(WHAT THE TASK ASKS) Copy every row below word for word, keeping each line unchanged and in the same order.

::::

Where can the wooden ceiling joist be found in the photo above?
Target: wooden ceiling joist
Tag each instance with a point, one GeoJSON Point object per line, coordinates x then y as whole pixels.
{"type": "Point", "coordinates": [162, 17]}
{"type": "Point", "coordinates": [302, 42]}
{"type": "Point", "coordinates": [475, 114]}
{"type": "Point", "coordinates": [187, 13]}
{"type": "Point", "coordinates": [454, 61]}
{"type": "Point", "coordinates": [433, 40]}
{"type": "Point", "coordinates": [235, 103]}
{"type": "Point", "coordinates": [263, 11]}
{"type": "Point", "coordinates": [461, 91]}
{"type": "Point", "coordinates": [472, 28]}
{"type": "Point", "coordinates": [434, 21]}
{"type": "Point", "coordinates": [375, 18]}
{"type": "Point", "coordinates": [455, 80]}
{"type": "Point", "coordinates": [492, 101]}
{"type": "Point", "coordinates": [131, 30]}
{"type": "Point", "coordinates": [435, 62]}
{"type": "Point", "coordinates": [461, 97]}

::::

(SOLUTION)
Where can the wooden ceiling joist be found in the photo above?
Target: wooden ceiling joist
Tag each instance with a point, one GeoJSON Point object per line, coordinates x then y as whole pixels.
{"type": "Point", "coordinates": [162, 17]}
{"type": "Point", "coordinates": [302, 42]}
{"type": "Point", "coordinates": [475, 114]}
{"type": "Point", "coordinates": [187, 13]}
{"type": "Point", "coordinates": [454, 61]}
{"type": "Point", "coordinates": [433, 40]}
{"type": "Point", "coordinates": [235, 103]}
{"type": "Point", "coordinates": [263, 11]}
{"type": "Point", "coordinates": [461, 91]}
{"type": "Point", "coordinates": [472, 28]}
{"type": "Point", "coordinates": [434, 21]}
{"type": "Point", "coordinates": [375, 18]}
{"type": "Point", "coordinates": [455, 80]}
{"type": "Point", "coordinates": [492, 101]}
{"type": "Point", "coordinates": [131, 30]}
{"type": "Point", "coordinates": [435, 62]}
{"type": "Point", "coordinates": [461, 97]}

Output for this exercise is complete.